-- Material for this exercise --
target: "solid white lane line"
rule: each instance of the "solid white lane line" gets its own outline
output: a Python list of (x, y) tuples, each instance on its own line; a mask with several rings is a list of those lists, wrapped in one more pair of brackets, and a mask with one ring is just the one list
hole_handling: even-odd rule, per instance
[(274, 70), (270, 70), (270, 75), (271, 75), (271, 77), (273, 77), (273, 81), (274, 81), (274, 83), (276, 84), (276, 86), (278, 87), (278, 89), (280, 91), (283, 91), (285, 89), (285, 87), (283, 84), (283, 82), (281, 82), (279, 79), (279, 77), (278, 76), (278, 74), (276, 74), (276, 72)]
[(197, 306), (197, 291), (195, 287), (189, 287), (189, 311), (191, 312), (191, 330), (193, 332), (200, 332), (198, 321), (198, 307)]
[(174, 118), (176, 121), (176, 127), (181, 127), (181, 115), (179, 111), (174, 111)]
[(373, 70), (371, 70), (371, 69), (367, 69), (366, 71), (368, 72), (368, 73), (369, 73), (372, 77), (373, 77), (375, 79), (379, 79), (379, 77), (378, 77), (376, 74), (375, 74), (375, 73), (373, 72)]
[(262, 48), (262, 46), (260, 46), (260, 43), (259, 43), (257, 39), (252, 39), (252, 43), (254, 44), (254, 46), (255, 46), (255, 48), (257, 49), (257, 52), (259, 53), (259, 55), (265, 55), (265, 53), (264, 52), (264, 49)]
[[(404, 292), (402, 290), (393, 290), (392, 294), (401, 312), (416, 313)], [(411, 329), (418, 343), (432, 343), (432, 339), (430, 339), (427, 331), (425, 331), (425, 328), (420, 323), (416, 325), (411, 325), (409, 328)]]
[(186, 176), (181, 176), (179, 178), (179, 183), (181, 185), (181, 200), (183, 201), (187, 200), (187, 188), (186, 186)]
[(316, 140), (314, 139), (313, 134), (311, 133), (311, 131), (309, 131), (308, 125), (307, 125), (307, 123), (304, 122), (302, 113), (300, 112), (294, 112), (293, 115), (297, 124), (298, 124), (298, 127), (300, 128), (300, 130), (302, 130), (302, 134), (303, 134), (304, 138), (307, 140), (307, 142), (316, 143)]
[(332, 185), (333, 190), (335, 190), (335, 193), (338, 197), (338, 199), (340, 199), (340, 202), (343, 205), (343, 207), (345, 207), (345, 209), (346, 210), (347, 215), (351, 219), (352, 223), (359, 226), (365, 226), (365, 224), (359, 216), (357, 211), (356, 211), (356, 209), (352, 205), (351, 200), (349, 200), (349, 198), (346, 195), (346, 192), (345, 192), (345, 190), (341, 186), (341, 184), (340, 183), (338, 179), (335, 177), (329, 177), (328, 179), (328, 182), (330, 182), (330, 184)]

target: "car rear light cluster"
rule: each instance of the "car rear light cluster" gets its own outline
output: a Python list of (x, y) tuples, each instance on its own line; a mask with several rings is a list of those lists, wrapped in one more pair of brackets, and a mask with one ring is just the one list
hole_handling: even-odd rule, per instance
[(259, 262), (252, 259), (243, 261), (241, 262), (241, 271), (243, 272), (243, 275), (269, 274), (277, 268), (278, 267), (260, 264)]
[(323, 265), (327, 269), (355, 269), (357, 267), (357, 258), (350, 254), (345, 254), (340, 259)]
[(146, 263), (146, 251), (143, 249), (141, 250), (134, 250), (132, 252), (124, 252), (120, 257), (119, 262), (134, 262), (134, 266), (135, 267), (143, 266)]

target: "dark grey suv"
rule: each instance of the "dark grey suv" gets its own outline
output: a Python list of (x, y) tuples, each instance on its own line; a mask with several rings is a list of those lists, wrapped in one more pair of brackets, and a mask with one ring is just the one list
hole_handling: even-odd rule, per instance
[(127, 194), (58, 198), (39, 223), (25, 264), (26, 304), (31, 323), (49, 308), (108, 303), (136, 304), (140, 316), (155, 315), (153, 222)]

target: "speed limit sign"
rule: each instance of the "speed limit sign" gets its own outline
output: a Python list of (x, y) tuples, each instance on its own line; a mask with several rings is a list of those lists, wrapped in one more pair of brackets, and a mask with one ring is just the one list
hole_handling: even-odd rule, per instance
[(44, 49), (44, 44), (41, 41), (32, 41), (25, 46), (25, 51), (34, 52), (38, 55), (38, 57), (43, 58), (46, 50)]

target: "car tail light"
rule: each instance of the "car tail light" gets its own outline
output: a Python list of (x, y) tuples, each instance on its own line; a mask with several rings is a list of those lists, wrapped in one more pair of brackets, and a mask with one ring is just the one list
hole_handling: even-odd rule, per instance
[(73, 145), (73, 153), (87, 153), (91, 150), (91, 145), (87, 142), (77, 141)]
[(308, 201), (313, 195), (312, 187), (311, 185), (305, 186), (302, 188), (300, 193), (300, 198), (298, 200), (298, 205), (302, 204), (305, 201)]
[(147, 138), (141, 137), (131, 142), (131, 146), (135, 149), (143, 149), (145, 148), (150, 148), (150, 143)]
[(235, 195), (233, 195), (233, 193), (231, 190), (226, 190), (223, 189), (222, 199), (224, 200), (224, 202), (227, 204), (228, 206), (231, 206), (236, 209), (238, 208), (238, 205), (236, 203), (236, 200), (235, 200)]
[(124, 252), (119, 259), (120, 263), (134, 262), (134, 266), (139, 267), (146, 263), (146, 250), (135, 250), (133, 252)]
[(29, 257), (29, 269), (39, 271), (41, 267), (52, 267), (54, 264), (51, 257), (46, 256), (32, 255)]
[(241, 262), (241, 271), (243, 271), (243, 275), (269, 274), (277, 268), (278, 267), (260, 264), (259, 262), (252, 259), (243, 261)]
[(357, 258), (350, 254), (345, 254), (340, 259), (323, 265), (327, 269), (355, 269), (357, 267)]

-- Request --
Set all of the entries down again, exactly as they were given.

-- Answer to this exercise --
target: "solid white lane line"
rule: each instance of the "solid white lane line" gets its own outline
output: a Python list of (x, y) tuples, each instance on its own line; a mask with several rings is a list of those lists, wrapped in one more pair of brackets, and a mask with one ring is just the one list
hole_handling: even-odd rule, per instance
[(274, 70), (270, 70), (270, 75), (271, 75), (271, 77), (273, 77), (273, 81), (274, 81), (274, 83), (276, 84), (276, 86), (278, 87), (278, 89), (280, 91), (283, 91), (285, 89), (285, 87), (283, 84), (283, 82), (281, 82), (279, 79), (279, 77), (278, 76), (278, 74), (276, 74), (276, 72)]
[(197, 306), (197, 291), (195, 287), (189, 287), (189, 311), (191, 312), (191, 330), (193, 332), (200, 332), (198, 321), (198, 307)]
[(174, 118), (176, 121), (176, 127), (181, 127), (181, 115), (179, 111), (174, 111)]
[(373, 70), (371, 70), (371, 69), (367, 69), (366, 71), (368, 72), (368, 73), (369, 73), (372, 77), (373, 77), (375, 79), (379, 79), (379, 77), (378, 77), (376, 74), (375, 74), (375, 73), (373, 72)]
[(262, 48), (262, 46), (260, 46), (260, 43), (259, 43), (257, 39), (252, 39), (252, 43), (254, 44), (254, 46), (255, 46), (255, 48), (257, 49), (257, 52), (259, 53), (259, 55), (265, 55), (265, 53), (264, 52), (264, 49)]
[[(404, 292), (402, 290), (393, 290), (392, 294), (401, 312), (416, 313)], [(411, 329), (418, 343), (432, 343), (432, 339), (430, 339), (427, 331), (425, 331), (425, 328), (420, 323), (416, 325), (411, 325), (409, 328)]]
[(186, 176), (181, 176), (179, 178), (179, 183), (181, 185), (181, 200), (183, 201), (187, 200), (187, 188), (186, 186)]
[(316, 140), (314, 139), (313, 134), (311, 133), (311, 131), (309, 131), (308, 125), (307, 125), (307, 123), (304, 122), (302, 113), (300, 112), (294, 112), (293, 115), (297, 124), (298, 124), (298, 127), (300, 128), (300, 130), (302, 130), (302, 134), (303, 134), (304, 138), (307, 140), (307, 142), (316, 143)]
[(332, 185), (333, 190), (335, 190), (335, 193), (338, 197), (338, 199), (340, 199), (340, 202), (343, 205), (343, 207), (345, 207), (345, 209), (346, 210), (347, 215), (351, 219), (352, 223), (359, 226), (365, 226), (365, 224), (359, 216), (357, 211), (356, 211), (356, 209), (352, 205), (351, 200), (349, 200), (349, 198), (346, 195), (346, 192), (345, 192), (345, 190), (341, 186), (341, 184), (340, 183), (338, 179), (335, 177), (329, 177), (328, 179), (328, 182), (330, 182), (330, 184)]

target: "car rear light cluster"
rule: each instance of the "car rear light cluster" gets its own outline
output: a Python list of (x, y) tuples, each instance on its own line; a mask with several rings is a list of those lists, wrapped in one more pair of brackets, and a mask with one ring is just the one list
hole_handling: even-odd rule, per instance
[(259, 262), (252, 259), (243, 261), (241, 262), (241, 271), (243, 272), (243, 275), (269, 274), (277, 268), (278, 267), (260, 264)]
[(323, 265), (327, 269), (355, 269), (357, 267), (357, 258), (350, 254), (345, 254), (340, 259)]
[(146, 263), (146, 251), (143, 249), (141, 250), (134, 250), (132, 252), (124, 252), (120, 257), (119, 262), (134, 262), (134, 266), (135, 267), (143, 266)]

target: "dark grey suv"
rule: each instance of the "dark grey suv" gets its own outline
output: a Python list of (x, y) tuples, each instance on its own line; a mask with several rings is a list of those lists, wrapped in one more pair of brackets, and a mask with one ring is just the one list
hole_handling: even-odd rule, per instance
[(127, 194), (58, 198), (39, 223), (25, 264), (26, 304), (31, 323), (49, 308), (108, 303), (136, 304), (140, 316), (155, 315), (153, 222)]

target: "speed limit sign"
rule: each instance of the "speed limit sign" gets its own outline
output: a Python list of (x, y) tuples, each instance on its own line; a mask with several rings is a list of those lists, wrapped in one more pair of brackets, and a mask with one ring is just the one list
hole_handling: even-odd rule, per instance
[(44, 49), (44, 44), (41, 41), (32, 41), (25, 46), (25, 51), (34, 52), (38, 55), (38, 57), (43, 58), (46, 50)]

target: "car tail light"
rule: each instance of the "car tail light" gets its own outline
output: a Python list of (x, y) tuples, each instance on its own line; a mask with several rings is a list of those lists, wrapped in one more pair of brackets, and a mask with one ring is just the one list
hole_handling: even-odd rule, per instance
[(73, 145), (73, 153), (87, 153), (91, 150), (91, 145), (87, 142), (77, 141)]
[(308, 201), (313, 195), (312, 187), (311, 185), (305, 186), (302, 188), (300, 193), (300, 198), (298, 200), (298, 205), (302, 204), (305, 201)]
[(147, 138), (141, 137), (131, 142), (131, 146), (135, 149), (143, 149), (145, 148), (150, 148), (150, 143)]
[(235, 195), (233, 195), (233, 193), (231, 190), (226, 190), (223, 189), (222, 199), (224, 200), (224, 202), (227, 204), (228, 206), (231, 206), (236, 209), (238, 208), (238, 205), (236, 203), (236, 200), (235, 200)]
[(124, 252), (119, 259), (120, 263), (134, 262), (134, 266), (139, 267), (146, 263), (146, 250), (135, 250), (133, 252)]
[(29, 257), (29, 269), (39, 271), (41, 267), (52, 267), (54, 264), (51, 257), (46, 256), (32, 255)]
[(241, 262), (241, 271), (243, 271), (243, 275), (269, 274), (277, 268), (278, 267), (260, 264), (259, 262), (252, 259), (243, 261)]
[(357, 258), (350, 254), (345, 254), (340, 259), (323, 265), (327, 269), (355, 269), (357, 267)]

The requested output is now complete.